Directive 1 — In two sentences, what does the forum thread report?

[Start of Provided passage]

For information about the security content of this update, please visit: Apple security updates.


----------



## rgray (Feb 15, 2005)

OS X Lion Update 10.7.3 (Client Combo)


----------



## csonni (Feb 8, 2001)

Downloading now.


----------



## SINC (Feb 16, 2001)

Combo downloaded installed and running. Safari is quicker for sure.


----------



## Dennis Nedry (Sep 20, 2007)

[deleted]


----------



## ehMax (Feb 17, 2000)

SINC said:


> Combo downloaded installed and running. Safari is quicker for sure.


Safari definitely feels a lot snappier. 

My iMac 2008 in general feels to be a bit snappier.


----------



## HowEver (Jan 11, 2005)

In Safari, the Forward and Back arrow button bug is fixed. Yay.


----------



## MacUnited (Nov 1, 2009)

- Add Catalan, Croatian, Greek, Hebrew, Romanian, Slovak, Thai, and Ukrainian language support <-- to someone who only speaks english.. wouldn't that be the kind of clutter that one would want to avoid to make the system faster?


----------



## Lawrence (Mar 11, 2003)

Safari was a bit slow on the startup homepage after the update,
Heh, It actually started up from the mobile homepage, That's weird.

Anyways, Safari flies after surfing with it for a bit, Way faster than the previous version,
Now to test it out on some games sites and really give it a test run.


----------



## Garry (Jan 27, 2002)

Strange.. I'm running an iMac running 10.7.2, software update says everything is up to date, I downloaded the .dmg, and it says that my iMac isn't supported.

Fixed it.. I had downloaded the wrong updater


----------



## csonni (Feb 8, 2001)

My Finder froze up on Restart after updating. Not sure if it's related to me running TotalFinder. Started up fine on second reboot.


----------



## bmovie (Jan 18, 2003)

I upgraded and now when I put the computer to sleep the external HD's don't go to sleep. They're all connected via firewire.
Before I used to hear the heads being parked and now I hear nothing, except the drives still active.
Curious.


----------



## rgray (Feb 15, 2005)

My Lion install was originally done by the full Nuke 'n' Pave method and I have never had any sort of bugginess. Some of the 'evolutionary' changes took a little getting used to however. The Combo updater ran without incident and nothing strange has happened since. Safari seems a tad faster but gearheads know that the 'butt dynamometer' is always optimistic!


----------



## Paddy (Jul 13, 2004)

Seems to have fixed the problem of my MBP never finding/taking forever to find the wireless network after being asleep. 

As always, it will be interesting to see if the Safari memory leaks have been plugged at all.


----------



## hya (May 16, 2011)

Hi friends thanks for news

I reinstall Mac OS X Lion for some reasons... Now downloading 3 items by Software Update (Now OS X Update Combined is downloading)... This Combo Update is includes Lion's Security Update? e.g. 2012-001 or I should download security update manually!


----------



## Chimpur (May 1, 2009)

[End of Provided passage]
[Start of Exercise input]

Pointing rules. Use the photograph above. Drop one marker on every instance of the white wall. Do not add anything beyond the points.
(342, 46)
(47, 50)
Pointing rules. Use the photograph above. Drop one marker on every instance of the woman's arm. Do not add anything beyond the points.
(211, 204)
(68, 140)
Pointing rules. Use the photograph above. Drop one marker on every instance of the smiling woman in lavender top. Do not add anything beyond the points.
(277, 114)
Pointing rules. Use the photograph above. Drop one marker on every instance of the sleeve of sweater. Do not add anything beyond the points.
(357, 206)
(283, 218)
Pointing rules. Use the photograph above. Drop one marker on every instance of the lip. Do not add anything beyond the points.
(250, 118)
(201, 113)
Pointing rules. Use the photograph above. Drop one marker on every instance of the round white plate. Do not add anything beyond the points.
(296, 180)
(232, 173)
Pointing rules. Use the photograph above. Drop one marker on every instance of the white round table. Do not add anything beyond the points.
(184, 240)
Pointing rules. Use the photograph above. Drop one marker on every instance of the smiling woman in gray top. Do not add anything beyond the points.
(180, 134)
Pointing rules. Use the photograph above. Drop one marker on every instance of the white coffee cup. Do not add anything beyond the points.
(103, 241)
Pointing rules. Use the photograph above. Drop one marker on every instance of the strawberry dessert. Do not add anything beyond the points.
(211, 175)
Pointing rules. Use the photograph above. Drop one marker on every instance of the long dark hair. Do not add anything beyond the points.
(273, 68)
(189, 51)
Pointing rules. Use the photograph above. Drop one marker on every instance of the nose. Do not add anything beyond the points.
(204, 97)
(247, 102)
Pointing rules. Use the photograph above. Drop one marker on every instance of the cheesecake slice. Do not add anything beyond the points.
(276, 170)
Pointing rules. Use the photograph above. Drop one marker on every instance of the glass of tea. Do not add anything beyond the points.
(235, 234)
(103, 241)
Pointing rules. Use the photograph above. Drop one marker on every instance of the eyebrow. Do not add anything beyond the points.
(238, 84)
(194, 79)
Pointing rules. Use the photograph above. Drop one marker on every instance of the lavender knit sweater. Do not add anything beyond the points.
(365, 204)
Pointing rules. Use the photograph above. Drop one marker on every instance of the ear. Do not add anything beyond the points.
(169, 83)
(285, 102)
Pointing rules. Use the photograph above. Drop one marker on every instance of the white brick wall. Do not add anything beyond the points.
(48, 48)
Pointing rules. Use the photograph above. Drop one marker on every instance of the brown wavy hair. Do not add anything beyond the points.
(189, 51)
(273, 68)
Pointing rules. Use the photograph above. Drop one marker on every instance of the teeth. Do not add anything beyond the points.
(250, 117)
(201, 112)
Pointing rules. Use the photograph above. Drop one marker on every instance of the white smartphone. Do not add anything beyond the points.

[End of Exercise input]

Directive 2 — Could you rewrite everything in the listing from the line containing "tea. Do not add anything beyond the points." down to the end, replacing "Drop one marker" with "Place a single marker" and leaving all else unchanged?

Answer 1 — Users discussing the OS X Lion 10.7.3 combo update say they downloaded and installed it, with several finding Safari faster and one noting that the Forward and Back arrow button bug in Safari is fixed. Others describe problems or questions after updating, such as a Finder freeze on restart, external FireWire drives not going to sleep, and whether the combo update includes Lion's security update.

Answer 2 —
Pointing rules. Use the photograph above. Place a single marker on every instance of the glass of tea. Do not add anything beyond the points.
(235, 234)
(103, 241)
Pointing rules. Use the photograph above. Place a single marker on every instance of the eyebrow. Do not add anything beyond the points.
(238, 84)
(194, 79)
Pointing rules. Use the photograph above. Place a single marker on every instance of the lavender knit sweater. Do not add anything beyond the points.
(365, 204)
Pointing rules. Use the photograph above. Place a single marker on every instance of the ear. Do not add anything beyond the points.
(169, 83)
(285, 102)
Pointing rules. Use the photograph above. Place a single marker on every instance of the white brick wall. Do not add anything beyond the points.
(48, 48)
Pointing rules. Use the photograph above. Place a single marker on every instance of the brown wavy hair. Do not add anything beyond the points.
(189, 51)
(273, 68)
Pointing rules. Use the photograph above. Place a single marker on every instance of the teeth. Do not add anything beyond the points.
(250, 117)
(201, 112)
Pointing rules. Use the photograph above. Place a single marker on every instance of the white smartphone. Do not add anything beyond the points.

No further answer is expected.